## TEXTO FORNECIDO
● ● ● ● ● ● ●

A recomendação do distanciamento social desencadeou mudanças comportamentais que estão colocando em cheque o modo de ser, viver e se relacionar de parte tão grande da população, que estamos vivendo a realidade local mais global que já existiu. Portanto, o exercício de observar a comunidade e os territórios que vivenciamos e compartilhamos é fundamental.
A rua invadiu a casa sem pedir licença. De uma hora para outra, muitos foram obrigados a levar para casa o trabalho antes feito na rua, que se somou ao trabalho de casa, além das novas funções. Há uma cobrança por produtividade normal em condições anormais. Tem sido um desafio conciliar tantas atribuições, especialmente para as mulheres, que tradicionalmente sempre estiveram mais envolvidas com os cuidados da casa, da educação dos filhos e com a saúde da família, além de trabalhar fora. Isso desestruturou e desorganizou toda a rotina da vida cotidiana, causando a sensação de que o ano ainda não começou. E não foi diferente com os capixabas.

● ● ● ● ● ● ●

## LISTA DE TAREFAS
1. No texto sobre o distanciamento social, quem tradicionalmente sempre esteve mais envolvido com os cuidados da casa, da educação dos filhos e da saúde da família?
2. Reescreva em forma de lista, mantendo os fatos principais, o parágrafo do texto sobre o distanciamento social que começa com "A rua invadiu a casa".

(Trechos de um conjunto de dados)

● ● ● ● ● ● ●

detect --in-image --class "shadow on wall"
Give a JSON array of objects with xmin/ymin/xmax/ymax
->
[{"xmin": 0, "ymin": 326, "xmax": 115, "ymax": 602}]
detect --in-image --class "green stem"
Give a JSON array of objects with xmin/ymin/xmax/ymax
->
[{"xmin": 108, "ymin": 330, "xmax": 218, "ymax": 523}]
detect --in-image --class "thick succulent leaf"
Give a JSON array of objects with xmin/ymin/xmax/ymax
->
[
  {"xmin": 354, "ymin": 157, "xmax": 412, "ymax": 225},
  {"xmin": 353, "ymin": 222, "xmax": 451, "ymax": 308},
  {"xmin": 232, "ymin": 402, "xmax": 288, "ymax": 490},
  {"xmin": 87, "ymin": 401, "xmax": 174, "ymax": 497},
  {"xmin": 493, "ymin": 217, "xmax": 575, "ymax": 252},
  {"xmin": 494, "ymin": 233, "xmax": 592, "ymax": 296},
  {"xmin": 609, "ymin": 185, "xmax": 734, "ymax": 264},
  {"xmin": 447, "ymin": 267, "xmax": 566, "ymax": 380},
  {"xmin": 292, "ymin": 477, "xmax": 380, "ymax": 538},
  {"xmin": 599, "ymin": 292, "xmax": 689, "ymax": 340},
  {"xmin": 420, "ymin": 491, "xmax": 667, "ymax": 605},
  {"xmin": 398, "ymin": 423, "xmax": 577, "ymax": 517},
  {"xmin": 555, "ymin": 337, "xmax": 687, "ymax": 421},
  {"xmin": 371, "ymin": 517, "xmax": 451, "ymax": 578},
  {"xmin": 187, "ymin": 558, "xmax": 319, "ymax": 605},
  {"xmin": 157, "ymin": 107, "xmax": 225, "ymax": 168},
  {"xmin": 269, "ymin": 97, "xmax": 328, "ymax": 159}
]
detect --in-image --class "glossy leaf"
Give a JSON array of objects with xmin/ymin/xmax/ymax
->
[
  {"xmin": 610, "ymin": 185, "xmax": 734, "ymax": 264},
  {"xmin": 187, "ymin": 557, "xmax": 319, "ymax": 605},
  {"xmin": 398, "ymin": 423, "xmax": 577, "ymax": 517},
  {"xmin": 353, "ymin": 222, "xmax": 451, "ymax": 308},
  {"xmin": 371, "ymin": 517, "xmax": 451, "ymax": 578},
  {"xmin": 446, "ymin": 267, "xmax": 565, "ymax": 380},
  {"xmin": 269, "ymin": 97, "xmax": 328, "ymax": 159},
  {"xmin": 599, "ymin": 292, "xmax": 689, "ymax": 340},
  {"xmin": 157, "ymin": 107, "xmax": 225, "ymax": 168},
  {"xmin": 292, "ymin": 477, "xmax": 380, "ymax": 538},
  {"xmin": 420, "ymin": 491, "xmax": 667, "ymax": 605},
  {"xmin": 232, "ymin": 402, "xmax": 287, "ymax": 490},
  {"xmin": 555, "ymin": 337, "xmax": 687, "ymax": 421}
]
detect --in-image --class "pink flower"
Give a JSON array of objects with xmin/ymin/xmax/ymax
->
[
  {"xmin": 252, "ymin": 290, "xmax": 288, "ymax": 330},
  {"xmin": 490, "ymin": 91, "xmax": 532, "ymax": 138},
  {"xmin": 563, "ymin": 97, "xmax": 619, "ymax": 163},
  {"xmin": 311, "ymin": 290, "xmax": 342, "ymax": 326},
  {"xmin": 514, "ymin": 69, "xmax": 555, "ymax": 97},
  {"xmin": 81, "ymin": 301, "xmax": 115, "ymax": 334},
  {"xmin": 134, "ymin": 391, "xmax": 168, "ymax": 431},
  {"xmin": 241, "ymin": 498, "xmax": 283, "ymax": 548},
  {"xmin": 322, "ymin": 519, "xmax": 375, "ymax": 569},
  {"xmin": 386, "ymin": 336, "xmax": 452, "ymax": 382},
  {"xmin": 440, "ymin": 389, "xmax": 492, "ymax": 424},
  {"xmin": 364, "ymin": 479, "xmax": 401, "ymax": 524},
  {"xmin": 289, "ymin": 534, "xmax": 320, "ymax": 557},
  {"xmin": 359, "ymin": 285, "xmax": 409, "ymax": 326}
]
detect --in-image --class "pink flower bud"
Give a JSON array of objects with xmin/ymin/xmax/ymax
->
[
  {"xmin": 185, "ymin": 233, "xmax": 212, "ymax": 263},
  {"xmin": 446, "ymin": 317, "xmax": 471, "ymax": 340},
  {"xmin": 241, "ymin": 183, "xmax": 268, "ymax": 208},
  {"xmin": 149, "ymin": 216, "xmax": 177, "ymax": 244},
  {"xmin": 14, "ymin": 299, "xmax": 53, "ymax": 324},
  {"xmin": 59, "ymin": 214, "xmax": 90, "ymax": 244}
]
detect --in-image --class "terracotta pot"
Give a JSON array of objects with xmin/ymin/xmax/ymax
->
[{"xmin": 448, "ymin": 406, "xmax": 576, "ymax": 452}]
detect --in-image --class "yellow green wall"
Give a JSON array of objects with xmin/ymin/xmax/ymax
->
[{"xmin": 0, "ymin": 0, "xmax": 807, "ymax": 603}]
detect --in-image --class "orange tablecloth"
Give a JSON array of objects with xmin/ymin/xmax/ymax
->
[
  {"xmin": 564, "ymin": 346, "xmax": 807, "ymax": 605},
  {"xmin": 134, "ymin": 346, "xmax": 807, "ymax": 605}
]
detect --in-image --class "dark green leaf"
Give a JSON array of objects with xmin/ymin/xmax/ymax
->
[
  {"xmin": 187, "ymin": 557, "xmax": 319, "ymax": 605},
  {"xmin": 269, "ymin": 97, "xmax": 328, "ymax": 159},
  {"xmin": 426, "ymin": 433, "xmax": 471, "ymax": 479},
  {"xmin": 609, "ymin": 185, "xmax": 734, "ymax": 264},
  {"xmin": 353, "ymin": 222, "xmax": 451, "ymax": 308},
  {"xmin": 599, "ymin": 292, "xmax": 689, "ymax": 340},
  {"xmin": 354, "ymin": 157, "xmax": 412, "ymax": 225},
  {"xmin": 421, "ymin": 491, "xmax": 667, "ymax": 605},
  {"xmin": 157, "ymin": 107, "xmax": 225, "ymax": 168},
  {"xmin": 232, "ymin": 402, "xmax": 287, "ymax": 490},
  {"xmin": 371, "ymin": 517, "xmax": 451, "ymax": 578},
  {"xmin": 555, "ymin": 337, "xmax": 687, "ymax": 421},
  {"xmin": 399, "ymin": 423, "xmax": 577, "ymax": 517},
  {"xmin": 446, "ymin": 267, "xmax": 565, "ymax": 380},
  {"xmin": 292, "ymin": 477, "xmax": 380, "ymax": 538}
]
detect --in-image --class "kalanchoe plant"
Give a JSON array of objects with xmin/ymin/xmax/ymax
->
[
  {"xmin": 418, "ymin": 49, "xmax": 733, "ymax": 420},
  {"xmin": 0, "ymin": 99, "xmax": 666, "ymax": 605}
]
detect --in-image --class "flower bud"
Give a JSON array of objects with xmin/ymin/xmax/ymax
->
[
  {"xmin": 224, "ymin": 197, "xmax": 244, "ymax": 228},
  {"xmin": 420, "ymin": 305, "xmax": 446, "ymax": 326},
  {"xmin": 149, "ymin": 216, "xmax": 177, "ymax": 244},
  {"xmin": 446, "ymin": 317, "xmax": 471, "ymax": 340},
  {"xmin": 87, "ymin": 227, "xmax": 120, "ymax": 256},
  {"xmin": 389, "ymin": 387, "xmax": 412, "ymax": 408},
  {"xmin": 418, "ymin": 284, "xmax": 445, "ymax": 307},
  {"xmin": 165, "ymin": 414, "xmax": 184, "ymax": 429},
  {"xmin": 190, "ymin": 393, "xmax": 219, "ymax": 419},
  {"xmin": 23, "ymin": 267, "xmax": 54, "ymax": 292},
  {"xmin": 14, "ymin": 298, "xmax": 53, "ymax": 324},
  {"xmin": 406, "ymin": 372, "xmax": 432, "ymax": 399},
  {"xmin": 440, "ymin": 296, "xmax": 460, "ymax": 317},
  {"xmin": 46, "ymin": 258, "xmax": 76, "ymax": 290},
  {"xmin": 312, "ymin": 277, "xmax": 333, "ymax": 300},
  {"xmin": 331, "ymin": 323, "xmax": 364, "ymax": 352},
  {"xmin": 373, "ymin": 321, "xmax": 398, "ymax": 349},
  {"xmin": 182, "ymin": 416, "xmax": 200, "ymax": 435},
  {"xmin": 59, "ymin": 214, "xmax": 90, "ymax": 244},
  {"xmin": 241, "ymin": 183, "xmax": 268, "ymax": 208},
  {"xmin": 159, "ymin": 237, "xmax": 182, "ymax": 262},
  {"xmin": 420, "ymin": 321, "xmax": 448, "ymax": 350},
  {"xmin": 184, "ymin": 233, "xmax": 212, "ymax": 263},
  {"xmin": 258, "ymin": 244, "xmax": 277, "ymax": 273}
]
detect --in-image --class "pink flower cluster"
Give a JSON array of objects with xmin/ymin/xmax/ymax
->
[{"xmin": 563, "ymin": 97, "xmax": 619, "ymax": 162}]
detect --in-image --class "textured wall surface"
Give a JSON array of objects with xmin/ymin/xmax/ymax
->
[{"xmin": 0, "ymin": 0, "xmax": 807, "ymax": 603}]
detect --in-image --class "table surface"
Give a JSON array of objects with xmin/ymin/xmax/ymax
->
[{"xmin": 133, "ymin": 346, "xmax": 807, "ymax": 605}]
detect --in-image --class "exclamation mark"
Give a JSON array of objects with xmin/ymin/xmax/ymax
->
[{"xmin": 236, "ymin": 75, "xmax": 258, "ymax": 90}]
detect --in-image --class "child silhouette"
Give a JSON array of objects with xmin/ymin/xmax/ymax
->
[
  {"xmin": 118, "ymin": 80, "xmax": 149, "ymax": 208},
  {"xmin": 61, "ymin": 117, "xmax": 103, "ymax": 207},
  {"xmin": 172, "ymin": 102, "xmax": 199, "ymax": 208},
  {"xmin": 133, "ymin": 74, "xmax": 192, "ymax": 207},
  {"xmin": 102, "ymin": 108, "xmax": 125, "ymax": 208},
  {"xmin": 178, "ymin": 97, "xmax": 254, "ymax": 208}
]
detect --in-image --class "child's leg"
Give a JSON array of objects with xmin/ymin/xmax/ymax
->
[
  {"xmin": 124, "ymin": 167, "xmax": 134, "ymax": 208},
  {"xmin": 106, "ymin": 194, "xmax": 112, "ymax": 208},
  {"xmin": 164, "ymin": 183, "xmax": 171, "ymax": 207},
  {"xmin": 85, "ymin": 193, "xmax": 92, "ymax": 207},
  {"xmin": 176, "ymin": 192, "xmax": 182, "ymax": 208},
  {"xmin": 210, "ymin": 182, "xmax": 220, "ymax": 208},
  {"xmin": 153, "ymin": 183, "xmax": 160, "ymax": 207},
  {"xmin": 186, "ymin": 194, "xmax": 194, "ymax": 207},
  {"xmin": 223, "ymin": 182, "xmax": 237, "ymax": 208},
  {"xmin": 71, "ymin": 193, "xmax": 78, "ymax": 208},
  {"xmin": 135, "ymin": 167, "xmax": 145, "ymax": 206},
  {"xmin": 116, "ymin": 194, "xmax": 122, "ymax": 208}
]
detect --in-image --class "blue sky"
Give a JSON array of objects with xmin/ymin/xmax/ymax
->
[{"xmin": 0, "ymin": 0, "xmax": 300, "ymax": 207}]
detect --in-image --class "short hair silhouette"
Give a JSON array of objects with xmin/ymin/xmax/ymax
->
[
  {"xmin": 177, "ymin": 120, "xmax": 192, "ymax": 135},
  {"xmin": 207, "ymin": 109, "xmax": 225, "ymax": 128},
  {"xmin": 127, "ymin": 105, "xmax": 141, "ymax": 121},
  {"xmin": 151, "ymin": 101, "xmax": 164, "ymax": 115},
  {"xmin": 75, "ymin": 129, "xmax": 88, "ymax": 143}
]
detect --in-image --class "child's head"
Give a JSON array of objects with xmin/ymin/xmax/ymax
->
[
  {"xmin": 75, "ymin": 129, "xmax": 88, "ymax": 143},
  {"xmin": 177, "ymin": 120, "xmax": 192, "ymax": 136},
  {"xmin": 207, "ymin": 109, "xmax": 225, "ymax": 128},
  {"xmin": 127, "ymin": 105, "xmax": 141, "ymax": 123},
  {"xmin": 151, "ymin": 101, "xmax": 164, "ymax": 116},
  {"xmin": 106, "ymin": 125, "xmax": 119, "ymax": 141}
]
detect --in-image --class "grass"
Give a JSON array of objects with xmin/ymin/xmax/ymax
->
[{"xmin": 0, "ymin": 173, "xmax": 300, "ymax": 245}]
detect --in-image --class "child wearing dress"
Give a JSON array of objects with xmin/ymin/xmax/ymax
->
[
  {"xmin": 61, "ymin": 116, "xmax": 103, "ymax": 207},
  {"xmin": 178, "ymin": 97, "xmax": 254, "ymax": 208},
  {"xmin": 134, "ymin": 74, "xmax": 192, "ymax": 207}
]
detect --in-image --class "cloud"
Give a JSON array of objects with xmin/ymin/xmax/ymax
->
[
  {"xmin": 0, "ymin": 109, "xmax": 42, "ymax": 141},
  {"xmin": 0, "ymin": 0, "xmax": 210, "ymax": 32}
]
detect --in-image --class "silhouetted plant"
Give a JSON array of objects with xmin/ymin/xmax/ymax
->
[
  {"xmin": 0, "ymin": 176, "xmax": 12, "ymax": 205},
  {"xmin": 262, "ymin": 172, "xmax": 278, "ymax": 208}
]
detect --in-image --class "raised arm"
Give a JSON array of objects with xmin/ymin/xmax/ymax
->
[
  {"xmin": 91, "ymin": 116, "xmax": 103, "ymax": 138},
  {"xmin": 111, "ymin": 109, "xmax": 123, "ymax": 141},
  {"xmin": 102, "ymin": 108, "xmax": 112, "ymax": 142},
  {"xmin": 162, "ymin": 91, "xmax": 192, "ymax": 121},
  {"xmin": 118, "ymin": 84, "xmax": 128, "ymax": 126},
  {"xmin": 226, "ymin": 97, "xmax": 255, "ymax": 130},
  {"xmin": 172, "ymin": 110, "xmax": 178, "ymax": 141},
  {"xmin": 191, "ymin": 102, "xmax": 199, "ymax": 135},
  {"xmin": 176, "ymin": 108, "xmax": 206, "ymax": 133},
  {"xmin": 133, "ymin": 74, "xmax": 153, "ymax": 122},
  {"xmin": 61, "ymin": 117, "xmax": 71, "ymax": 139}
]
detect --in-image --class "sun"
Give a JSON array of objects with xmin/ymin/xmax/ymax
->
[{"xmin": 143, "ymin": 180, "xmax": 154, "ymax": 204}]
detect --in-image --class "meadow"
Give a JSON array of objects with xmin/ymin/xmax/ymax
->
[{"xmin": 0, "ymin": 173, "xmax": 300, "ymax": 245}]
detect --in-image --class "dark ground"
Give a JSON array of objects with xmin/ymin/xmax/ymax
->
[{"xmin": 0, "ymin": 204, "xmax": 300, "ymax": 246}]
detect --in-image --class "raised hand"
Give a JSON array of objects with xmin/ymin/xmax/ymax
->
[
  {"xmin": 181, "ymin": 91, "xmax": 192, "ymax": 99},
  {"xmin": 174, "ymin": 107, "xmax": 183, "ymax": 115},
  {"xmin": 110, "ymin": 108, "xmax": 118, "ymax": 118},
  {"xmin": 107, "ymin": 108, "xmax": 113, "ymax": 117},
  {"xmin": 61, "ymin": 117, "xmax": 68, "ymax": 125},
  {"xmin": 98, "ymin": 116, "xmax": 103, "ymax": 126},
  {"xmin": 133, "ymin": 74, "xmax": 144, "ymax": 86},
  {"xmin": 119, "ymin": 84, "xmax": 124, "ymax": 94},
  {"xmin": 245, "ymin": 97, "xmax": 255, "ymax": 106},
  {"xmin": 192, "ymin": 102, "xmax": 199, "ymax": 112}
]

● ● ● ● ● ● ●

## RESPOSTAS POR TAREFA
1. As mulheres.

2.
- De repente, muitos tiveram de levar para casa o trabalho antes feito na rua. Ele se somou ao trabalho doméstico e a novas funções.
- Cobra-se produtividade normal em condições anormais.
- Conciliar tantas atribuições tem sido um desafio, sobretudo para as mulheres. Elas tradicionalmente cuidaram mais da casa, dos filhos e da saúde da família, além de trabalhar fora.
- A rotina cotidiana foi desorganizada, dando a sensação de que o ano ainda não começou.
- O mesmo aconteceu com os capixabas.